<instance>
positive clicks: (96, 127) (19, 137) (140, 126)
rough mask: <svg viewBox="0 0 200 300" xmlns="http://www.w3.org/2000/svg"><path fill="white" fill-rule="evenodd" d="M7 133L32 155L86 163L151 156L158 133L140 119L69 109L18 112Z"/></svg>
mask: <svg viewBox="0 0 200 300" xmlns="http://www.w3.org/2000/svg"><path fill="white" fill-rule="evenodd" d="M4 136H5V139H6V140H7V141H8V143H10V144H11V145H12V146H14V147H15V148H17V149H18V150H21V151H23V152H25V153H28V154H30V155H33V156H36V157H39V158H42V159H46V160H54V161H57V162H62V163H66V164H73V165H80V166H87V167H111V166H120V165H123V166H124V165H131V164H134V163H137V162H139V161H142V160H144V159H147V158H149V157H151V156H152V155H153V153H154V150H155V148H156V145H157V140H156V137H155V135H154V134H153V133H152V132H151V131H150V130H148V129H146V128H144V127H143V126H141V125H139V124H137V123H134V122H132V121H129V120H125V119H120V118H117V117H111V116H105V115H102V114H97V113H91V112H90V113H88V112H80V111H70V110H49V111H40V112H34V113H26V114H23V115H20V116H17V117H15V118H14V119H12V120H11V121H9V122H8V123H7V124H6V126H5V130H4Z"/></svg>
...
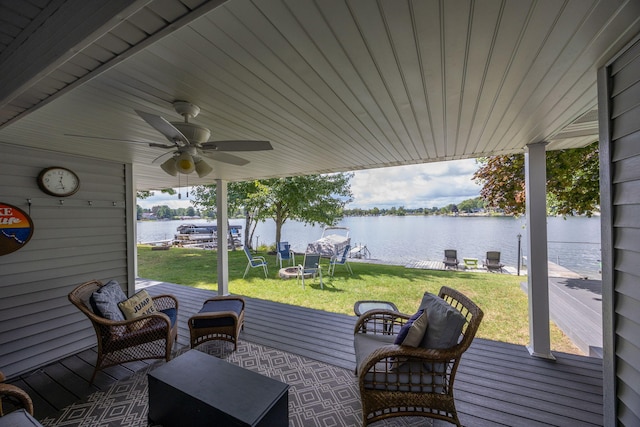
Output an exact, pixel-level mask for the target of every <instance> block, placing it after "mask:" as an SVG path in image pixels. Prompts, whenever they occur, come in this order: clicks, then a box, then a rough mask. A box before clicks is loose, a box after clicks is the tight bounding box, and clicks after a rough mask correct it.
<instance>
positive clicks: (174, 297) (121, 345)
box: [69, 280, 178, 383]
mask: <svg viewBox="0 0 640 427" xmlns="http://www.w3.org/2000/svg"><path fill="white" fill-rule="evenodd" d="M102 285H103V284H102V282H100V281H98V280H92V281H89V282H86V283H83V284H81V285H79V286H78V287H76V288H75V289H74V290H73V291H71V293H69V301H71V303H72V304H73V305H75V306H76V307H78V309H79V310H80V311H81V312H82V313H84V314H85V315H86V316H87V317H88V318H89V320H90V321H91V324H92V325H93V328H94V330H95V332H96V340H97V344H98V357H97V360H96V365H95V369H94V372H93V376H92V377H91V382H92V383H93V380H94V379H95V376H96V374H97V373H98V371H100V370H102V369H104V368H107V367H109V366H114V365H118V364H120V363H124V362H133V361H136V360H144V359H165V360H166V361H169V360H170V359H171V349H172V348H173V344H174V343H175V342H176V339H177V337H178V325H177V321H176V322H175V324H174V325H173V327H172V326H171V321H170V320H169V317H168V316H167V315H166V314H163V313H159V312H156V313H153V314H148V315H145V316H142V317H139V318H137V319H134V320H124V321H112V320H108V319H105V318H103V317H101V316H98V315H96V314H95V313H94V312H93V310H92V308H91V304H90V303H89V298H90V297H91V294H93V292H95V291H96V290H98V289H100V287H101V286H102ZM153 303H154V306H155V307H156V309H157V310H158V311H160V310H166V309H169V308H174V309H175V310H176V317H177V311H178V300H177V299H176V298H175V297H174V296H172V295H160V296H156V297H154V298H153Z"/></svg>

**INSTRUCTIONS FOR THE TASK:**
For each line above that includes "positive", make a copy.

**RESPONSE:**
positive clicks: (96, 127) (19, 137) (140, 126)
positive clicks: (174, 297) (121, 345)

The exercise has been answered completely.